* [Written task a]:
Select every line of the entries that contains the string "door". Case counts.

* [Selected extract]:
▶
Image: Y Not Festival
During Noel Gallagher's High Flying Birds marquee Saturday night set, he impishly questioned "Is this the first year it's been running?" Indeed the festival was celebrating its 11th year, and it was a triumphant one at that.
You very much got the sense that it was born out of a bunch of pals asking exactly 'why not' just hold a festival on a big stretch of the Derbyshire Dales? And the story kind of goes that it was.
Attracting headliners like Noel Gallagher, Madness and Editors is a testament to the festival's evolution, but it was the spirit of the place that no doubt hooks in repeat customers.
At one point on the Saturday afternoon Manchester band Cabbage were plugging a witty assault of post-punk to a packed out Jack Rocks tent; over our shoulder a paint powder fight erupted at the point of the huge Hollywood style Y Not letters. It was a beautiful contrast that encapsulated the integration of multiple interests into one festival.
Ultimately the pull of any four day music pillage is the liberating nature of it all. Fathers were united by The Lancashire Hotpots doing the 'Dad dance', sleazy jaunt The Neon Coconut offered up daily Tarantino Disco and just across the road Club Malibu enforced a music policy of strictly disco cheese for revelers to let loose.
Within the border of just about any eaterie you could wish for and bars that served up cocktails and real ales, attractions gravitated around a quintessentially British helter skelter.
Image: Y Not Festival
These included a silent disco, neon roller-blading, a cosy home-cinema and a sublimely named shisha hang-out called 'Smoky Tentacles'. A Saloon Bar complete with swinging doors made for another quirk, with a full programme of americana music hosted in its confines.
◀
* [Supplied entries]:
▶
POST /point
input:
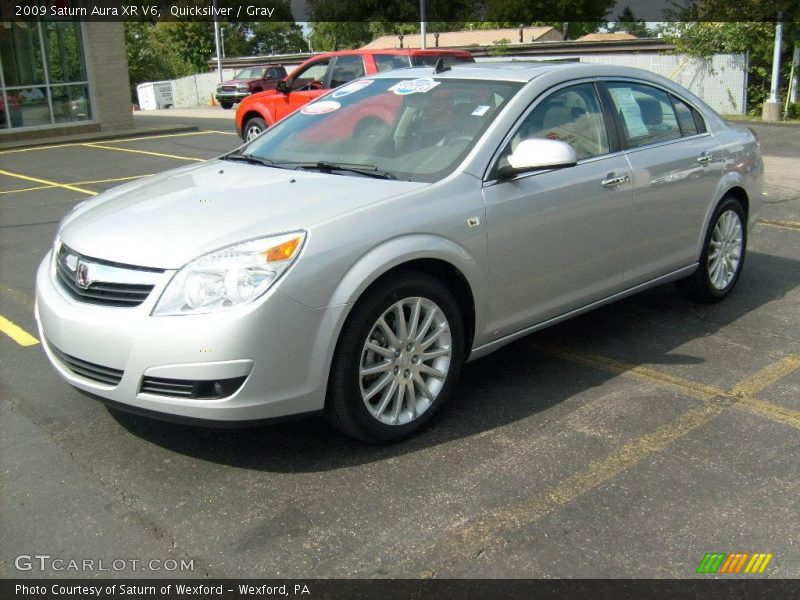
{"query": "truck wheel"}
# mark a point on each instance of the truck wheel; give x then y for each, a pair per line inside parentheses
(253, 128)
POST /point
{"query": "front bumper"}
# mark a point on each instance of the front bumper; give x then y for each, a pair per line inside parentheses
(231, 96)
(281, 347)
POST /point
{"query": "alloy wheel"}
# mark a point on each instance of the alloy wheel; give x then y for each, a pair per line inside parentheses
(405, 361)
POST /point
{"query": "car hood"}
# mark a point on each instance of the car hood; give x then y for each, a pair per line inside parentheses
(166, 220)
(235, 81)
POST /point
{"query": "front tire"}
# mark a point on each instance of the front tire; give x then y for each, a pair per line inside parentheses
(397, 361)
(723, 255)
(253, 128)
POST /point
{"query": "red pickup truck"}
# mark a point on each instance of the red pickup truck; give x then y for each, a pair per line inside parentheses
(249, 80)
(323, 72)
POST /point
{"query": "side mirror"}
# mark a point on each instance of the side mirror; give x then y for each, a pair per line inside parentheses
(534, 154)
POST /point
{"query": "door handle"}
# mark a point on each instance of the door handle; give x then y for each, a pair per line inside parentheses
(704, 158)
(614, 180)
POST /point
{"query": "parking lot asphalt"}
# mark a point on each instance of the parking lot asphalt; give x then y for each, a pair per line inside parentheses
(627, 442)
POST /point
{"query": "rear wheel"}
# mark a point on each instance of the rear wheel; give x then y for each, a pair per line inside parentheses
(723, 255)
(397, 361)
(253, 128)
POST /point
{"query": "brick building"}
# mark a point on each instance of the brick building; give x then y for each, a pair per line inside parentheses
(62, 78)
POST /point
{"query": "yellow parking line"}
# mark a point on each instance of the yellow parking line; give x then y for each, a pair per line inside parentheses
(49, 183)
(699, 391)
(16, 333)
(766, 376)
(742, 394)
(782, 224)
(465, 541)
(38, 187)
(133, 139)
(47, 187)
(160, 154)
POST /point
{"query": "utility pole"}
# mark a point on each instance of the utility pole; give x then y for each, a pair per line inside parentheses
(422, 25)
(217, 42)
(772, 107)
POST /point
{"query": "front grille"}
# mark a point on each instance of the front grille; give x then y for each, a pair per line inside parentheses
(107, 293)
(88, 370)
(185, 388)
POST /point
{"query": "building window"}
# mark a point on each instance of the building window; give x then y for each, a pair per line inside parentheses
(42, 74)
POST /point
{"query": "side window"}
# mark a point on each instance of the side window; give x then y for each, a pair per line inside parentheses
(312, 73)
(572, 115)
(346, 68)
(688, 118)
(646, 114)
(390, 62)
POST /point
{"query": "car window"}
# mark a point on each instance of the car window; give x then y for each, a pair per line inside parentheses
(689, 119)
(313, 72)
(571, 115)
(645, 112)
(415, 129)
(346, 68)
(390, 62)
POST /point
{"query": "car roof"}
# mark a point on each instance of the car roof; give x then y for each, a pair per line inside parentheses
(521, 71)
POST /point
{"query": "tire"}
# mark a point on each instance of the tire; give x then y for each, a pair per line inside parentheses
(715, 278)
(253, 128)
(395, 402)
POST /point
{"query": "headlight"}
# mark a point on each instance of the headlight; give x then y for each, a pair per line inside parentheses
(231, 276)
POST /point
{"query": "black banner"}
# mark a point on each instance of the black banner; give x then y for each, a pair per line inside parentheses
(433, 589)
(509, 12)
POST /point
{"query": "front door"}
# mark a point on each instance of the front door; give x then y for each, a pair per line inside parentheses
(558, 239)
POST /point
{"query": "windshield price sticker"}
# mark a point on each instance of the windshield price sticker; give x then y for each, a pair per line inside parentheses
(351, 88)
(320, 108)
(414, 86)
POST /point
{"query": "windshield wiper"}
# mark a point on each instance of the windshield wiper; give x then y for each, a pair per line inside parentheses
(249, 158)
(329, 167)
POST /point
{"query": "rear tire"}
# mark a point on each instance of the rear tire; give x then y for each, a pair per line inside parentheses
(390, 374)
(723, 255)
(253, 128)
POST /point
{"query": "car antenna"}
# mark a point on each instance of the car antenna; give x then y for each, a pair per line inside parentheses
(440, 68)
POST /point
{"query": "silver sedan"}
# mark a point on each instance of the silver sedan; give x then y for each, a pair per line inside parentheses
(352, 258)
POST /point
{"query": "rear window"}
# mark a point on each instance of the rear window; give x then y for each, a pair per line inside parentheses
(390, 62)
(645, 112)
(689, 119)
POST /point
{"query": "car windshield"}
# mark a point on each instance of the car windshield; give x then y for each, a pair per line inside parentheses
(250, 73)
(410, 129)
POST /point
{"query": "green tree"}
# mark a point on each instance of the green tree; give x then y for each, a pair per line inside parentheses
(757, 39)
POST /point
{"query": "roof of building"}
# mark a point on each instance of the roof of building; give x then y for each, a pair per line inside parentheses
(474, 37)
(606, 37)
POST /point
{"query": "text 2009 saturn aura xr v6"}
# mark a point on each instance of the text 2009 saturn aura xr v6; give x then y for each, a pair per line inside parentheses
(350, 259)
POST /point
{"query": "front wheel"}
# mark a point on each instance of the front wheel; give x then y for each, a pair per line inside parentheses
(398, 359)
(253, 128)
(723, 255)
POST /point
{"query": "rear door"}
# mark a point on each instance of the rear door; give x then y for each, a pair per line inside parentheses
(675, 170)
(558, 239)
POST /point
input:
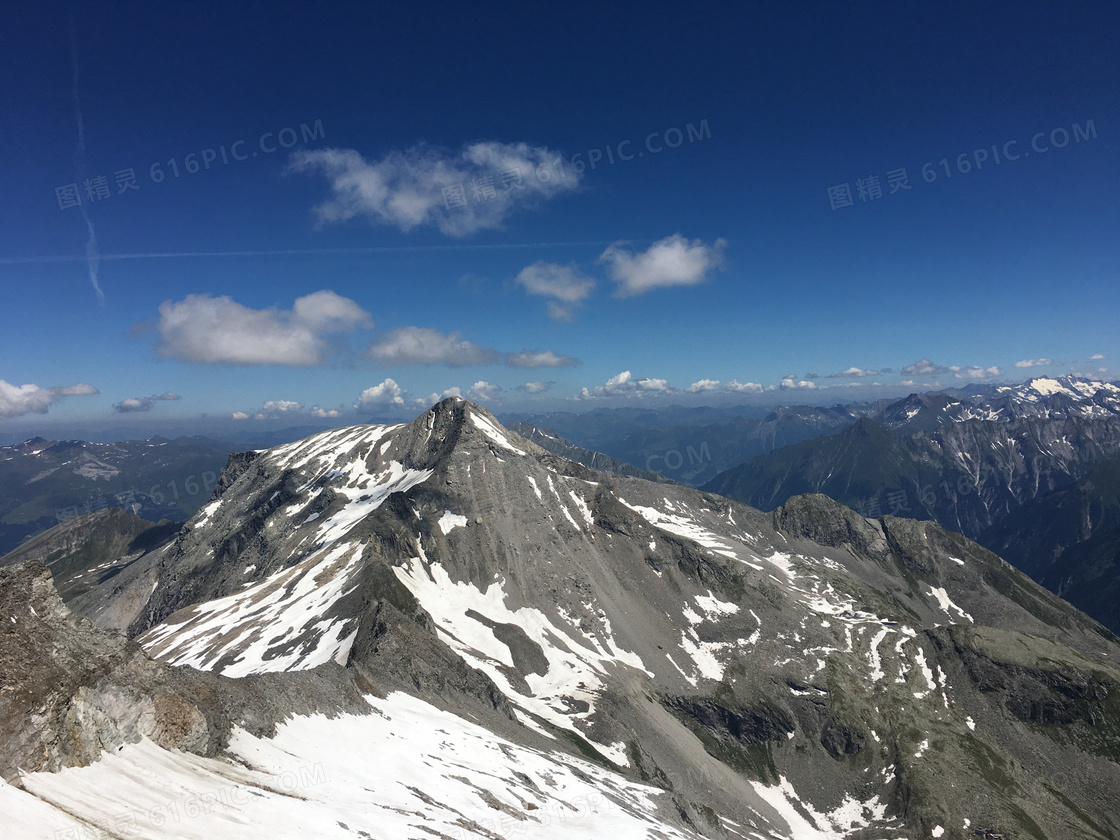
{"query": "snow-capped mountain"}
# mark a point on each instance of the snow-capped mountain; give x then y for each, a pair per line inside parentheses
◀
* [Written task b]:
Answer these questions from the festival review:
(i) Which anniversary year was the festival celebrating?
(ii) Which band played to a packed Jack Rocks tent on Saturday afternoon?
(iii) What was the shisha hang-out called?

* [Exercise solution a]:
{"query": "door handle"}
# mark a point on each instance of the door handle; give x then y for each, a pair per line inside parentheses
{"query": "front door"}
# mark a point on each instance of the front door; give x then y for each, a pair per line inside parentheses
{"query": "rear door"}
# mark a point on each instance of the rear door; give x then y for each, a pair per line inside parentheses

* [Exercise solution b]:
(i) Its 11th year.
(ii) Cabbage, a Manchester band.
(iii) 'Smoky Tentacles'.